- _TASK TO COMPLETE_: Rename "dock plank" to "pier board" in the listing, from the line with "# outline every instance of the dock plank" up to and including the line with "[[[254,371],[435,371],[360,208],[323,209]]]". Return only those lines, with everything else unchanged.

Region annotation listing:
---
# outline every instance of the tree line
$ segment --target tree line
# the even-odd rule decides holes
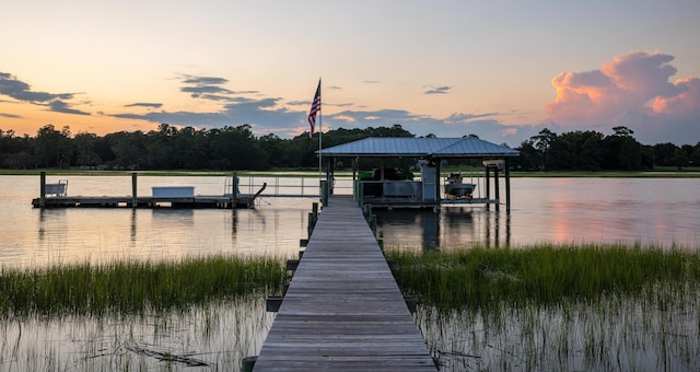
[[[514,168],[522,171],[649,170],[654,166],[700,164],[696,146],[638,142],[627,127],[605,136],[596,131],[557,135],[542,129],[515,148],[521,156]],[[475,136],[475,135],[469,135]],[[396,124],[364,129],[339,128],[323,135],[323,148],[368,137],[416,137]],[[434,137],[430,135],[429,137]],[[0,167],[11,170],[250,170],[313,168],[318,165],[318,133],[304,132],[291,139],[269,133],[256,137],[249,125],[213,129],[178,128],[161,124],[148,132],[118,131],[100,137],[71,133],[69,127],[46,125],[35,137],[15,136],[0,129]],[[340,161],[338,166],[348,166]]]

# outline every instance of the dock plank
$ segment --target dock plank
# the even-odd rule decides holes
[[[254,371],[435,371],[360,208],[323,209]]]

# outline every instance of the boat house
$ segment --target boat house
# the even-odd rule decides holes
[[[501,205],[499,173],[503,173],[505,186],[505,207],[510,212],[511,191],[509,160],[520,152],[508,147],[481,140],[465,138],[365,138],[316,151],[324,161],[328,193],[332,194],[334,167],[338,159],[352,160],[353,193],[360,196],[362,204],[373,208],[440,208],[448,205],[486,204]],[[362,159],[378,160],[371,172],[362,172],[359,164]],[[404,174],[387,163],[397,160],[415,162],[420,167],[420,179],[412,174]],[[476,184],[463,182],[460,172],[441,176],[441,164],[468,160],[477,162],[479,172],[483,172],[485,197],[476,198],[472,191]],[[491,193],[491,182],[493,193]],[[481,194],[481,193],[480,193]]]

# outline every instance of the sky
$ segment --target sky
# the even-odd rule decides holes
[[[256,136],[401,125],[517,147],[626,126],[700,142],[700,1],[25,0],[0,4],[0,129]],[[318,128],[317,128],[318,129]]]

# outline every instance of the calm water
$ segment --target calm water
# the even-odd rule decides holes
[[[60,178],[68,179],[69,195],[131,193],[130,176]],[[58,179],[49,176],[47,182]],[[299,178],[242,177],[241,190],[247,193],[249,184],[272,185],[278,181],[300,183]],[[195,186],[197,195],[221,195],[224,183],[224,177],[142,176],[138,193],[151,195],[151,186],[189,185]],[[308,184],[313,182],[306,181]],[[378,235],[387,245],[411,249],[620,241],[698,247],[698,185],[700,179],[514,178],[510,216],[505,208],[499,212],[483,206],[450,207],[440,212],[376,211]],[[306,237],[307,213],[316,201],[312,197],[262,197],[256,209],[233,211],[39,210],[31,206],[38,186],[38,176],[0,177],[0,265],[161,259],[215,253],[294,256],[299,240]],[[262,195],[273,191],[275,187],[268,186]],[[337,191],[350,193],[341,188]]]
[[[58,178],[48,177],[48,182]],[[69,181],[69,195],[118,196],[131,193],[130,176],[61,178]],[[277,181],[242,177],[244,186],[241,190],[255,191],[255,185],[262,182],[273,185]],[[279,181],[300,184],[299,178]],[[224,177],[143,176],[139,177],[138,193],[151,195],[151,186],[188,185],[195,186],[198,195],[221,195],[224,183]],[[474,244],[497,246],[541,242],[641,242],[697,248],[700,247],[699,183],[700,179],[515,178],[512,179],[510,214],[505,213],[505,208],[499,212],[494,207],[489,210],[483,206],[443,208],[440,212],[376,211],[378,235],[385,245],[423,251],[436,247],[460,249]],[[343,183],[337,185],[342,186]],[[31,206],[38,188],[38,176],[0,176],[0,266],[174,259],[220,253],[294,257],[299,240],[306,237],[307,216],[312,202],[317,199],[264,197],[256,209],[237,210],[120,208],[42,211]],[[276,187],[268,186],[268,191],[276,191]],[[351,193],[347,188],[337,191]],[[264,311],[264,299],[247,301],[145,317],[5,319],[0,323],[0,335],[4,336],[0,337],[0,371],[192,369],[186,361],[163,361],[160,354],[186,356],[188,360],[207,363],[205,370],[236,370],[242,358],[259,352],[273,319],[272,314]],[[650,306],[652,310],[662,307]],[[441,353],[440,357],[451,356],[444,370],[459,371],[465,365],[503,365],[503,362],[512,365],[513,361],[520,363],[532,354],[529,344],[523,340],[529,340],[532,347],[539,350],[541,342],[527,337],[539,334],[549,340],[559,340],[557,345],[567,352],[572,351],[575,358],[564,358],[563,361],[560,360],[561,352],[547,354],[547,358],[564,363],[562,365],[573,365],[571,369],[582,370],[586,365],[608,369],[607,364],[586,364],[588,357],[584,350],[588,350],[588,341],[605,346],[600,347],[602,350],[608,350],[609,345],[629,348],[622,352],[622,365],[651,365],[650,370],[658,370],[660,365],[672,365],[672,369],[673,365],[684,369],[699,365],[700,356],[687,352],[696,350],[700,340],[697,332],[687,332],[700,329],[696,326],[695,302],[685,307],[664,309],[670,310],[667,313],[673,319],[685,314],[688,324],[692,325],[670,332],[679,335],[676,337],[678,340],[658,340],[654,336],[666,335],[668,329],[640,330],[638,327],[646,319],[665,316],[664,311],[658,311],[658,314],[632,311],[631,314],[637,314],[641,321],[627,321],[625,314],[628,311],[612,312],[619,313],[619,318],[599,319],[595,315],[599,311],[592,309],[593,315],[588,315],[584,306],[576,309],[584,314],[581,319],[560,322],[557,309],[538,310],[535,315],[517,310],[514,315],[504,313],[500,324],[506,326],[495,330],[475,322],[471,318],[476,316],[474,314],[455,313],[451,319],[434,318],[430,314],[423,318],[419,314],[418,323],[427,342]],[[460,321],[465,316],[466,321]],[[571,314],[565,318],[570,317]],[[533,326],[533,322],[542,328]],[[548,326],[560,323],[562,326]],[[611,329],[608,323],[618,325],[622,330],[607,332]],[[606,330],[587,335],[590,329]],[[598,340],[603,337],[600,335],[610,334],[628,336],[623,340],[617,336]],[[629,335],[633,336],[631,345],[628,345]],[[669,350],[674,354],[670,358],[654,354],[656,350],[666,350],[666,345],[672,346]],[[676,351],[690,357],[676,357]],[[479,359],[474,359],[474,354]],[[460,360],[462,356],[466,359]],[[652,362],[646,364],[649,358]],[[616,360],[620,363],[619,354]],[[542,360],[535,361],[534,365],[557,364]]]

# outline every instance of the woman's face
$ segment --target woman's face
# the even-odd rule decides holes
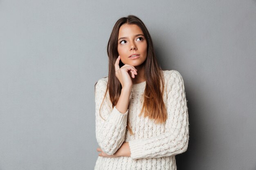
[[[125,24],[119,29],[117,51],[122,62],[136,66],[147,58],[147,42],[141,29],[135,24]]]

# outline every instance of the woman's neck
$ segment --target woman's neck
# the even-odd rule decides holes
[[[145,66],[138,66],[135,67],[137,69],[137,75],[135,75],[135,78],[132,78],[132,84],[137,84],[146,81],[145,76]]]

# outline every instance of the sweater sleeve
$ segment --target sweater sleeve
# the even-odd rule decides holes
[[[189,121],[184,82],[178,71],[169,72],[166,84],[168,118],[165,132],[148,138],[129,141],[132,159],[170,156],[187,149]]]
[[[101,79],[95,86],[96,136],[102,150],[108,155],[113,155],[124,141],[128,110],[123,114],[115,106],[112,108],[107,94],[102,103],[100,115],[100,107],[107,84],[107,81]]]

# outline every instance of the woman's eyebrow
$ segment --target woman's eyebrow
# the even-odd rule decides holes
[[[134,35],[134,37],[137,37],[137,36],[139,36],[139,35],[142,35],[144,37],[145,37],[145,36],[144,36],[144,35],[143,34],[136,34],[135,35]],[[117,41],[119,41],[121,39],[125,39],[126,38],[128,38],[127,37],[121,37],[121,38],[119,38],[118,39],[118,40]]]

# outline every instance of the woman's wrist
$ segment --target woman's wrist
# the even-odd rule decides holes
[[[129,142],[124,142],[116,153],[117,157],[130,157],[131,152]]]

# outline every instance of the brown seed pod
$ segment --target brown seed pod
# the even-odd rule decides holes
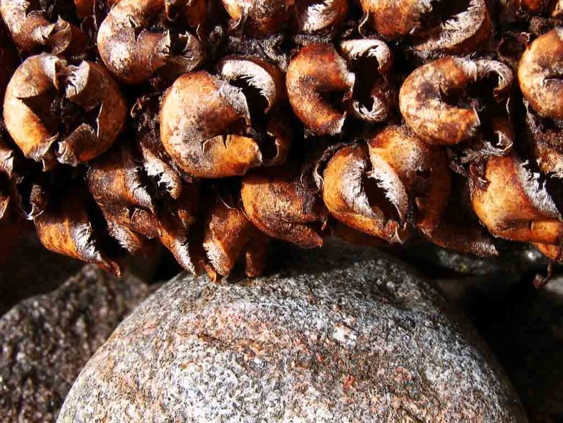
[[[53,54],[72,56],[81,53],[87,42],[77,27],[58,18],[49,21],[39,1],[2,0],[0,14],[14,44],[25,53],[46,50]]]
[[[77,16],[80,19],[92,16],[96,1],[96,0],[74,0]]]
[[[10,255],[23,227],[11,191],[8,178],[0,174],[0,263]]]
[[[205,34],[208,25],[205,0],[165,0],[164,11],[168,21],[187,25],[200,37]]]
[[[222,0],[233,28],[262,36],[280,31],[289,20],[294,0]]]
[[[480,257],[496,257],[498,251],[493,236],[475,215],[467,179],[458,177],[448,198],[448,206],[439,224],[432,231],[421,233],[432,244]]]
[[[293,111],[317,135],[340,134],[348,113],[369,122],[383,122],[394,100],[393,58],[384,42],[352,39],[341,48],[346,60],[331,44],[305,46],[287,70]]]
[[[310,34],[330,30],[348,16],[348,0],[297,0],[293,11],[294,30]]]
[[[399,94],[400,111],[407,125],[422,139],[436,145],[467,141],[481,130],[481,117],[476,99],[473,106],[455,106],[452,98],[467,96],[469,87],[495,77],[492,93],[498,103],[510,94],[513,74],[508,66],[488,59],[446,57],[421,66],[405,81]],[[483,116],[483,118],[486,118]]]
[[[533,246],[550,260],[563,263],[563,247],[547,244],[534,244]]]
[[[248,220],[267,235],[304,248],[322,246],[327,212],[317,188],[305,187],[295,167],[248,174],[241,195]]]
[[[86,175],[88,189],[103,213],[110,235],[131,253],[144,246],[139,235],[149,239],[160,235],[141,169],[130,150],[123,147],[93,162]]]
[[[431,235],[442,219],[452,189],[445,152],[423,142],[405,127],[396,126],[386,127],[369,140],[368,148],[371,177],[387,187],[388,198],[393,198],[392,192],[406,194],[406,198],[395,194],[393,202],[403,216],[407,213],[407,201],[412,203],[415,225],[424,234]]]
[[[171,213],[159,216],[160,236],[158,239],[172,253],[176,261],[194,274],[203,270],[203,252],[201,241],[194,235],[192,227],[186,227],[182,222]]]
[[[101,250],[84,203],[77,193],[69,193],[56,206],[50,207],[34,219],[37,236],[44,246],[59,254],[94,263],[116,275],[119,264]]]
[[[166,92],[160,139],[167,153],[189,175],[205,178],[284,163],[289,137],[270,113],[283,96],[279,70],[231,58],[219,73],[185,74]]]
[[[349,39],[341,44],[341,49],[355,77],[350,114],[365,122],[384,122],[396,96],[391,83],[391,49],[379,39]]]
[[[387,39],[407,38],[419,51],[473,53],[491,36],[486,0],[360,0],[364,22]]]
[[[102,66],[68,65],[46,53],[18,68],[4,104],[10,135],[26,157],[46,169],[56,160],[77,165],[106,152],[125,114],[119,87]]]
[[[367,147],[341,149],[324,176],[323,198],[336,219],[391,243],[405,241],[412,218],[431,235],[451,187],[444,152],[402,127],[386,128]]]
[[[267,244],[267,236],[251,223],[239,207],[229,206],[217,197],[208,210],[203,234],[203,248],[209,263],[208,272],[212,279],[228,275],[242,257],[246,262],[246,274],[262,273],[265,253],[257,255],[252,244]]]
[[[513,241],[558,245],[561,215],[538,173],[515,154],[491,157],[485,185],[476,184],[473,208],[491,233]]]
[[[563,119],[563,28],[555,28],[535,39],[526,49],[518,68],[520,89],[530,106],[540,115]]]
[[[354,74],[331,44],[305,46],[289,63],[286,84],[289,102],[305,126],[318,135],[339,134],[347,112],[335,107],[352,96]]]
[[[517,11],[551,18],[561,18],[563,14],[563,0],[510,0],[510,4]]]
[[[388,242],[403,243],[410,232],[407,222],[401,220],[400,213],[405,210],[381,195],[384,191],[370,178],[371,170],[367,146],[340,149],[324,170],[324,204],[333,216],[352,228]],[[396,201],[405,199],[407,203],[406,193],[398,193]]]
[[[200,2],[194,4],[198,7]],[[150,30],[163,12],[165,0],[120,0],[100,25],[100,56],[120,80],[139,84],[165,67],[167,73],[179,75],[201,63],[202,46],[189,32]]]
---
- _THE COMPLETED TASK_:
# outline every instance of the pier board
$ segment --target pier board
# the even-odd rule decides holes
[[[254,371],[435,371],[360,208],[323,209]]]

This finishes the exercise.